__Exercise brief__
Each line holding the word "hair" must appear in the answer, copied from the entries.

__Dataset records__
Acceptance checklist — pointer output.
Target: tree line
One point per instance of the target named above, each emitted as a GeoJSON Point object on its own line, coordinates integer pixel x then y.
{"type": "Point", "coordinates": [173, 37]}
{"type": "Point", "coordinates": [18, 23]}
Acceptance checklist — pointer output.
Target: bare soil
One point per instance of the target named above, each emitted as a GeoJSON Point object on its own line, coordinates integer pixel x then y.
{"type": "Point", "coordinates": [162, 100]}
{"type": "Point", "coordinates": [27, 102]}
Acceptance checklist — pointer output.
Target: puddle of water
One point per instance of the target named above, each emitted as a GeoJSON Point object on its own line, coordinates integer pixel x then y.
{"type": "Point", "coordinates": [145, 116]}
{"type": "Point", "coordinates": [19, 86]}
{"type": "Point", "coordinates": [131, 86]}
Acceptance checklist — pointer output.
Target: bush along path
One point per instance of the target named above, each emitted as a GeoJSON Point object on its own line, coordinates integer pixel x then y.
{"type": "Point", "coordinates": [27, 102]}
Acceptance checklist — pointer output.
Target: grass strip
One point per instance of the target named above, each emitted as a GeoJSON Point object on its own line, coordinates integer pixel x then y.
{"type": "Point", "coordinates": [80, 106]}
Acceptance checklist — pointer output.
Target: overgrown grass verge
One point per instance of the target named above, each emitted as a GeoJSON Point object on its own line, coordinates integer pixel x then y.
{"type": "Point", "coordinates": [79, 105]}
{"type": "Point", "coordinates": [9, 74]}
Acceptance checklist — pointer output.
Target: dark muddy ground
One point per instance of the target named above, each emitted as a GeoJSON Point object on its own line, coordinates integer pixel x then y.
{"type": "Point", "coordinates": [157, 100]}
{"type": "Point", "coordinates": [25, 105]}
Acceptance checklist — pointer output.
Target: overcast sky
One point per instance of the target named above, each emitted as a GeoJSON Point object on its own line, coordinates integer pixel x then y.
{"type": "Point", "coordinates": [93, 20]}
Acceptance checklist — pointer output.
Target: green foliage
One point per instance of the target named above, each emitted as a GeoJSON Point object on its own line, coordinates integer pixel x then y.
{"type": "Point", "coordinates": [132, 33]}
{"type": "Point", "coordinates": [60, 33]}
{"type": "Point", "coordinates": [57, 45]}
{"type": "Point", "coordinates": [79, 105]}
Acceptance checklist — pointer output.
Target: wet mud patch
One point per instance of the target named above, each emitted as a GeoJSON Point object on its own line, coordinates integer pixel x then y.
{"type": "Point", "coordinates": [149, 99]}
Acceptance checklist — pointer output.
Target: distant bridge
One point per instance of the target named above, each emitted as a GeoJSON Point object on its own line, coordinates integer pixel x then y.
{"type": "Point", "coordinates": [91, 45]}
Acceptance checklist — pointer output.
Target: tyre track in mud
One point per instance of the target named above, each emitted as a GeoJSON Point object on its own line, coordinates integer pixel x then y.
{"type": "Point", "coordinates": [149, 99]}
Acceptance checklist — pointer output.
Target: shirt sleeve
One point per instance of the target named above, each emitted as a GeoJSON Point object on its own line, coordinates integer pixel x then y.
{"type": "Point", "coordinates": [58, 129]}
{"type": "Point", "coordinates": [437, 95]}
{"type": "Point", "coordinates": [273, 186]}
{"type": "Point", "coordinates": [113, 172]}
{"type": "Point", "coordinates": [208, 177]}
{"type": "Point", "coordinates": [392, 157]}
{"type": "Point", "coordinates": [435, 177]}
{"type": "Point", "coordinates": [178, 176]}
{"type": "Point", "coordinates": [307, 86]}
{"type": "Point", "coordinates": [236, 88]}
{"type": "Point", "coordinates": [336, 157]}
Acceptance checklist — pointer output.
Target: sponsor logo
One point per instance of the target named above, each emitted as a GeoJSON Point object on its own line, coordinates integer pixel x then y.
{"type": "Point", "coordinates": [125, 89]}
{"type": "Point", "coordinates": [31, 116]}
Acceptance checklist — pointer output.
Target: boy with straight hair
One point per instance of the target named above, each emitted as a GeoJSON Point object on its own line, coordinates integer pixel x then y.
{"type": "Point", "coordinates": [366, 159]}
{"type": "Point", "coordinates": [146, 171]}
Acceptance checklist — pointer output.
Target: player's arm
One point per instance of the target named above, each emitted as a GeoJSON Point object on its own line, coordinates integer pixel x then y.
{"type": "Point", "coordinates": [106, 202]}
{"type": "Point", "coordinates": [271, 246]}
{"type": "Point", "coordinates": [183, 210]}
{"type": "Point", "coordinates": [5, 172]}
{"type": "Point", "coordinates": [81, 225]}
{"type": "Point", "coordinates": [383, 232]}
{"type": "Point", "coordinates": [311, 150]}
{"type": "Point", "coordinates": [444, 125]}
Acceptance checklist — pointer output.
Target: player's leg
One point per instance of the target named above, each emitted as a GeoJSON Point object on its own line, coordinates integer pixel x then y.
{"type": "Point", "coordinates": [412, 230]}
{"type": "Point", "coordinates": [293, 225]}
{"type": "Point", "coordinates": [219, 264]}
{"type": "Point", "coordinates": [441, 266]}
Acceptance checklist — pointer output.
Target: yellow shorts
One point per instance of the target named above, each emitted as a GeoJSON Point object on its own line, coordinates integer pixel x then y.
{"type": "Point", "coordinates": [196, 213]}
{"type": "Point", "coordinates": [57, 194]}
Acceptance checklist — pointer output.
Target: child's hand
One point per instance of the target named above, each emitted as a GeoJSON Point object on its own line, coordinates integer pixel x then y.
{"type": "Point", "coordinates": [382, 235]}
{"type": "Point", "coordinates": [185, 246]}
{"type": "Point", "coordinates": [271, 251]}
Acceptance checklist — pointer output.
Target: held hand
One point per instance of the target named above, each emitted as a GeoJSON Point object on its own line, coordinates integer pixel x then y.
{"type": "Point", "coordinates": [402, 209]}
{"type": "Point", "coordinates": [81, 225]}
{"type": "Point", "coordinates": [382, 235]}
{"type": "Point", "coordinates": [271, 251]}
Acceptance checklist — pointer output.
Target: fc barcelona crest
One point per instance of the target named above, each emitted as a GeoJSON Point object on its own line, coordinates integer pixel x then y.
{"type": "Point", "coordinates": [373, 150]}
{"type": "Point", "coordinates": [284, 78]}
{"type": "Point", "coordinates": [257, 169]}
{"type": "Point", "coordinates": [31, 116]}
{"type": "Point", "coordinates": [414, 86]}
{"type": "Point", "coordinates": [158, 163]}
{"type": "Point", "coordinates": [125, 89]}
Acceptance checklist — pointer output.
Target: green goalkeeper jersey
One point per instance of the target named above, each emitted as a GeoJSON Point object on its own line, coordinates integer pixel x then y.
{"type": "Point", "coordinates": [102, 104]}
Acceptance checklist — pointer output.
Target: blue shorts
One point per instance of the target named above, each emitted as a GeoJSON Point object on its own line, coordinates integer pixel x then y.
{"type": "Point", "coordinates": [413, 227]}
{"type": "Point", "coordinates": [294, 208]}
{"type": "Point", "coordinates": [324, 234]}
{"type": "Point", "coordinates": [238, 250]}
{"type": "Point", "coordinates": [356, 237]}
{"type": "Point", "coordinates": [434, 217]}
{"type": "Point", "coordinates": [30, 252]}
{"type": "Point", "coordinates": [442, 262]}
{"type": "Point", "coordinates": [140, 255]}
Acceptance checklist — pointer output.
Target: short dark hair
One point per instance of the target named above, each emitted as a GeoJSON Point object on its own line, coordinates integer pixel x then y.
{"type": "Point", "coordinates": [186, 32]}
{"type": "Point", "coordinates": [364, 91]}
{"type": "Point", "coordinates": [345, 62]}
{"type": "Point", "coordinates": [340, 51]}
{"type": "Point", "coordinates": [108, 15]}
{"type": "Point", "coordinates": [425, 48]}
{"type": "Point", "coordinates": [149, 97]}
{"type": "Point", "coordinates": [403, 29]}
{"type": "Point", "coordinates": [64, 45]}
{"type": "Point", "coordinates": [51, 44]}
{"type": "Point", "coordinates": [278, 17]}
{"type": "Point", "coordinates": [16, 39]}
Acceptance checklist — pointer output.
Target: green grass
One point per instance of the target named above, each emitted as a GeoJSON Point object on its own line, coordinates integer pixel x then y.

__Reply__
Target: boy with straight hair
Target: short dark hair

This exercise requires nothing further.